目標: 以下のマイリストランキング改変についての文章を二文で要約してください。

デイリーランキングとホットリストの間がない、というのが問題なのでは。

 マイリストランキングの改変に対して続々と声が上がっています。「改悪だ」と。

 この声、わからないでもありません。
 自分の動画がランキングに少しでも入れば、動画制作者はその動向を逐一見守りたくなるものです。動画制作者ならずとも、その動画の熱心なファンであれば。また、ランキングをメインの情報源にしているニコ廚にとっては。
 しかし、それはかなわなくなってしまいました。
 いままで一時間ずつ動いていたランキングが、一日に一度しか動かない。
 そして、新しく導入されたホットリストは、ランキング形式ではなく、常に動き続けるので「ランキング入り」ほどの価値を持たない。

 個人的には、次の月曜更新の週間ランキングが出るまでは、意見を保留したい気持ちもあったりするのですが、とりあえず現時点での意見としては二つあげることができます。

  1. 一日中、ないしは、一日に数度にわたってランキングの動向を確認したい、という人のために、「デイリー」のひとつ下に、一時間ごとの集計結果を挙げる「時間」ランキングを用意してはどうか。*1
  2. デフォルトは「デイリー」にし、毎週月曜のみ「週間」、毎月一日のみ「月間」に変えてはどうか。

データ抜粋:

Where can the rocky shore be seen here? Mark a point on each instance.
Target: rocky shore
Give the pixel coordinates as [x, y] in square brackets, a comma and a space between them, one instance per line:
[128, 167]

解答例: マイリストランキングの更新が一時間ごとから一日一度に変わり、新しいホットリストはランキング形式ではないため「ランキング入り」ほどの価値を持たず、動向を見守りたい人から「改悪だ」という声が上がっている。筆者は現時点の意見として、「デイリー」の下に一時間ごとの「時間」ランキングを設けることと、デフォルトを「デイリー」にして毎週月曜のみ「週間」、毎月一日のみ「月間」に変えることを提案している。